**Brano proposto:**
********

Il suo rapporto con gli account e con i clienti era una fonte inesauribile di aneddoti. Li sovrastava fisicamente, come se potesse o volesse annientarli da un momento all’altro. Rispondeva con impeccabile aplomb alle prime obiezioni; poi perdeva la pazienza e dava la stura al sarcasmo, alla beffa, all’insolenza. «Sentite anche voi odore di bruciato?», domandò incautamente il manager di un’azienda alimentare durante un dibattito estenuante. «Sì, sono le mie palle che fumano», rispose Luigi a braccia
conserte. Era il suo modo di dominare il ring. Aveva un innato senso del gioco e amava gli scherzi. Per non so quale servizio si fece fotografare in pose da Al Capone, con tanto di sigaro. Si divertiva ad aggredire all’improvviso, con le sue dita di ferro, i polpacci del primo malcapitato che gli capitasse a tiro, abbaiando in sincrono. Per qualche tempo si spacciò per ebreo, un po’ per scimmiottare il maestro dei maestri (Bill Bernbach) e un po’ nella speranza di trovarsi in pole position in vista d’un imminente sbarco della DDB in Italia. «Mi presti il tuo spazzolino da denti? Ho lasciato a casa il mio.» Ed io: «Chiedimi tutto, ma non il mio spazzolino.» «Sei uno sporco antisemita.» Queste battute
cessarono quando la DDB decise di affidare la guida della sede italiana a Gianni Pincherle.
Si atteggiava a boss e boxeur, ma è sempre stato un tenerone. «Non guidare troppo veloce», mi raccomandava quando partivo per le vacanze. Aveva perso un figlio, Tony, in un incidente stradale. E qualche volta, forse, vedeva Tony nei creativi della sua squadra. Io avevo solo dieci anni meno di lui, ma mi parlava come se, ai suoi occhi, fossi un eterno
adolescente.
Ho detto che non formulava teorie. Ma è vero solo in parte. Intendevo dire che non le ammantava di sacre parole. Era spiccio, mirava al nocciolo. I suoi anni americani lo avevano americanizzato anche nel modo di parlare. Una lingua imperativa, a mezza strada tra l’ironia pugliese (era nato all’Asmara da una famiglia di baresi) e il pragmatismo yankee, fatta di pensieri brevi, immediati, in nessun caso lambiccati. Per una casa farmaceutica, la Pierrel, elaborò un progetto totalmente alternativo rispetto alle istruzioni del cliente, ma cento volte più giusto ed efficace. Da una ricerca era emerso che la Pierrel era antipatica ai farmacisti. «Invece di buttare soldi per un analgesico, facciamo una campagna che li renda
simpatici ai farmacisti.» «E come?» «Facendo diventare i farmacisti simpatici alla gente. Diciamo che i farmacisti non sono solo impacchettatori di medicine, ma anche la nostra salvezza quando il medico non è a portata di mano.»

********

(Dati di partenza)
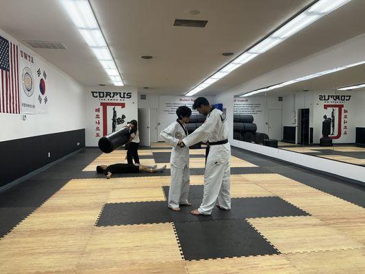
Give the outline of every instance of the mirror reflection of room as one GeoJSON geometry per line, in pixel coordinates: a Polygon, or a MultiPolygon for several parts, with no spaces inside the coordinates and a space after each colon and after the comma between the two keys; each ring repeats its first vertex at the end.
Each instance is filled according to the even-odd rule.
{"type": "Polygon", "coordinates": [[[235,97],[234,138],[365,166],[364,69],[235,97]]]}

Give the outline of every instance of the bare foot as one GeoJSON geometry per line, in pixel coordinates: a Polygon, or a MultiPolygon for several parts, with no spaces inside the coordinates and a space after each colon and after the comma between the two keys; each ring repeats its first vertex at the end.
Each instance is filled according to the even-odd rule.
{"type": "Polygon", "coordinates": [[[229,210],[227,210],[226,208],[222,208],[221,206],[219,205],[216,205],[216,206],[219,208],[220,210],[231,210],[230,209],[229,210]]]}
{"type": "Polygon", "coordinates": [[[164,171],[165,169],[166,169],[166,164],[164,166],[162,166],[162,167],[161,167],[160,169],[155,169],[155,171],[156,171],[156,172],[164,172],[164,171]]]}
{"type": "Polygon", "coordinates": [[[190,211],[190,213],[191,213],[192,214],[193,214],[193,215],[201,215],[201,214],[199,213],[199,212],[198,210],[192,210],[192,211],[190,211]]]}

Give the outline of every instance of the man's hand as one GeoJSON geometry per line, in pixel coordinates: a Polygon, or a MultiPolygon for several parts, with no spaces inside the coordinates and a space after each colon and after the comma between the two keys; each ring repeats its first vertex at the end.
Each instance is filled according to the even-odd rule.
{"type": "Polygon", "coordinates": [[[179,139],[179,142],[177,143],[177,145],[180,147],[185,147],[185,144],[184,143],[182,139],[179,139]]]}

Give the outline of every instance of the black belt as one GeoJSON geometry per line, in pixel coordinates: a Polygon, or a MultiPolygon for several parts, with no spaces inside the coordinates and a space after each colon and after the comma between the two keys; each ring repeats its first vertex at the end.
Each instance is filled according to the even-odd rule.
{"type": "Polygon", "coordinates": [[[208,142],[208,145],[224,145],[228,142],[228,139],[222,140],[221,141],[218,142],[208,142]]]}
{"type": "Polygon", "coordinates": [[[207,158],[208,158],[209,151],[210,151],[210,147],[211,145],[224,145],[227,144],[228,142],[228,139],[222,140],[221,141],[218,142],[208,142],[208,145],[205,148],[205,164],[207,164],[207,158]]]}

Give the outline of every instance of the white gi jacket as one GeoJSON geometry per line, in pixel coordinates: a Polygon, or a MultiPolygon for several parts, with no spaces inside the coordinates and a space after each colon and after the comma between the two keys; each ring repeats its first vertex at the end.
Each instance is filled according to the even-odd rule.
{"type": "MultiPolygon", "coordinates": [[[[228,126],[225,115],[221,110],[212,108],[207,115],[205,121],[190,135],[184,139],[186,147],[199,142],[214,142],[226,140],[228,138],[228,126]]],[[[229,142],[221,145],[210,146],[207,161],[225,163],[229,162],[231,147],[229,142]]]]}
{"type": "Polygon", "coordinates": [[[184,139],[188,136],[185,125],[180,124],[178,120],[162,130],[160,136],[164,140],[173,146],[170,163],[178,168],[189,166],[189,147],[177,147],[179,139],[184,139]]]}

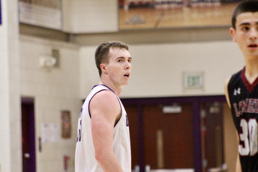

********

**Attività da svolgere:**
a - Stabilisci se le affermazioni seguenti concordano con il brano su Luigi e rispondi sì o no, citando tra virgolette le parole del brano che lo dimostrano: (i) Luigi aveva perso un figlio in un incidente stradale; (ii) Luigi era nato a Bari; (iii) da una ricerca risultava che la Pierrel era antipatica ai medici.
b - Riporta dal brano su Luigi il passo che comincia con "Si atteggiava a" e prosegue fino a "adolescente.".

**Soluzioni dell'esercizio:**
a -
(i) Sì: «Aveva perso un figlio, Tony, in un incidente stradale.»
(ii) No: «era nato all’Asmara da una famiglia di baresi»
(iii) No: «Da una ricerca era emerso che la Pierrel era antipatica ai farmacisti.»

b -
Si atteggiava a boss e boxeur, ma è sempre stato un tenerone. «Non guidare troppo veloce», mi raccomandava quando partivo per le vacanze. Aveva perso un figlio, Tony, in un incidente stradale. E qualche volta, forse, vedeva Tony nei creativi della sua squadra. Io avevo solo dieci anni meno di lui, ma mi parlava come se, ai suoi occhi, fossi un eterno
adolescente.